▶ _Information given_:
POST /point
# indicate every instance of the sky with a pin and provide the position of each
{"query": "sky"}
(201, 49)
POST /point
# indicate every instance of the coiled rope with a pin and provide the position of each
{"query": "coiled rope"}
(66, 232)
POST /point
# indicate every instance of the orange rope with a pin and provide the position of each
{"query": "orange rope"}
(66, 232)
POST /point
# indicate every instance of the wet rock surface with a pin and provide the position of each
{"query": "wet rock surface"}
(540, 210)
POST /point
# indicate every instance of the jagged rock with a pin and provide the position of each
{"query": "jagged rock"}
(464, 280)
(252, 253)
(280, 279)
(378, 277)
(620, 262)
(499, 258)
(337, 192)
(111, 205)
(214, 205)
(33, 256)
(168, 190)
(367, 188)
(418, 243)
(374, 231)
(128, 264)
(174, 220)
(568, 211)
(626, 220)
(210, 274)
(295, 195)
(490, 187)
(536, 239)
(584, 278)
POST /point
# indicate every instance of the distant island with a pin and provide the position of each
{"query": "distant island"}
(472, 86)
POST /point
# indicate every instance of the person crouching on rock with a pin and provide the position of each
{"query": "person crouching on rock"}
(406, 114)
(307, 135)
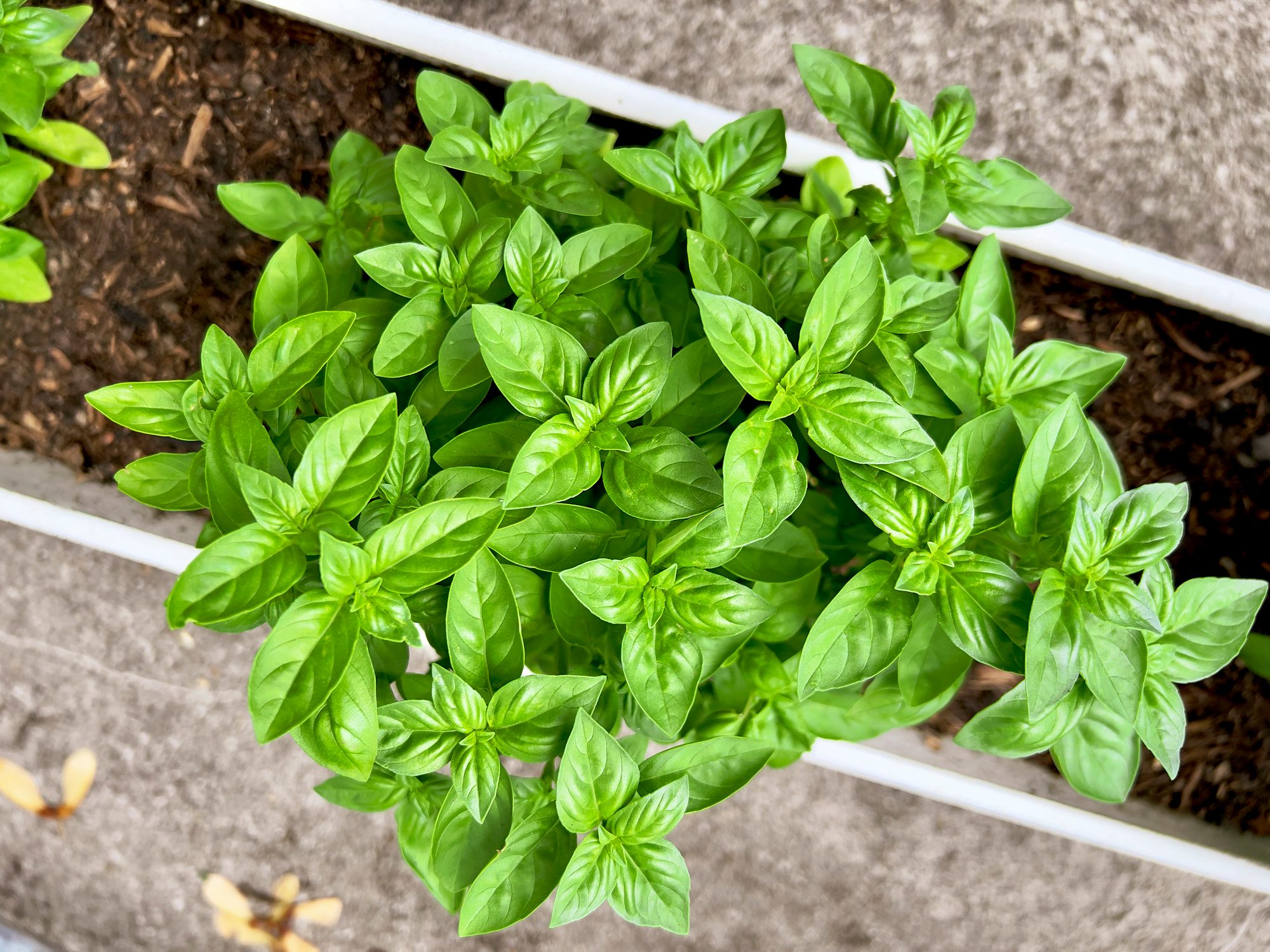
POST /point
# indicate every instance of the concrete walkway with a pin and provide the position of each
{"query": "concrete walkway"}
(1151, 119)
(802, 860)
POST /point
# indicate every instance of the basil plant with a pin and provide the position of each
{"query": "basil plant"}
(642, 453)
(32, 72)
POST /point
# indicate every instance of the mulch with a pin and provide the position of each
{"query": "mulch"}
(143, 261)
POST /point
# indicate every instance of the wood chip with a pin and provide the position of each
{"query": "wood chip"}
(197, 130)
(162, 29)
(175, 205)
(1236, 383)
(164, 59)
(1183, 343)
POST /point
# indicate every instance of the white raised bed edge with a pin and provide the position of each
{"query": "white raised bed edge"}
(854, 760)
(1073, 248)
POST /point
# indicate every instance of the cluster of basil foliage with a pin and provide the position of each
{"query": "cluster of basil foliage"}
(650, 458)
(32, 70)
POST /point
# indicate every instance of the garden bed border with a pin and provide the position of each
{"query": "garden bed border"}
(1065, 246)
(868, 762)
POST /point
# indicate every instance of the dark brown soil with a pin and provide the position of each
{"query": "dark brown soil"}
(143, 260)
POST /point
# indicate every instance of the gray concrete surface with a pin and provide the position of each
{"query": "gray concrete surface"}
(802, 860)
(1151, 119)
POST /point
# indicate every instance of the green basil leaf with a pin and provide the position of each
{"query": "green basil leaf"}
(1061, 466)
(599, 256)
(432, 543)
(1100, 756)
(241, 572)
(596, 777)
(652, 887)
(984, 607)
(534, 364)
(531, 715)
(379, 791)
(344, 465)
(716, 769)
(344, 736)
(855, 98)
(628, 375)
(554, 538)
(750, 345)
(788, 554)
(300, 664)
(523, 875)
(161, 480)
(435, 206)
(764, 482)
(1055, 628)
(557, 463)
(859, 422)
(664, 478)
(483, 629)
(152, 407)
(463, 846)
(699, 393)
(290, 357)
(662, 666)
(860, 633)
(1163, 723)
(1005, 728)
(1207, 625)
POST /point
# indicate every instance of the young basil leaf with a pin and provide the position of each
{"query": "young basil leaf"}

▶ _Exercise brief_:
Starting from the data above, filter for lines with "young" and copy each one.

▶ _Response below_:
# indicate every instance of the young basil leaf with a pin and provide the position of each
{"query": "young basil leaf"}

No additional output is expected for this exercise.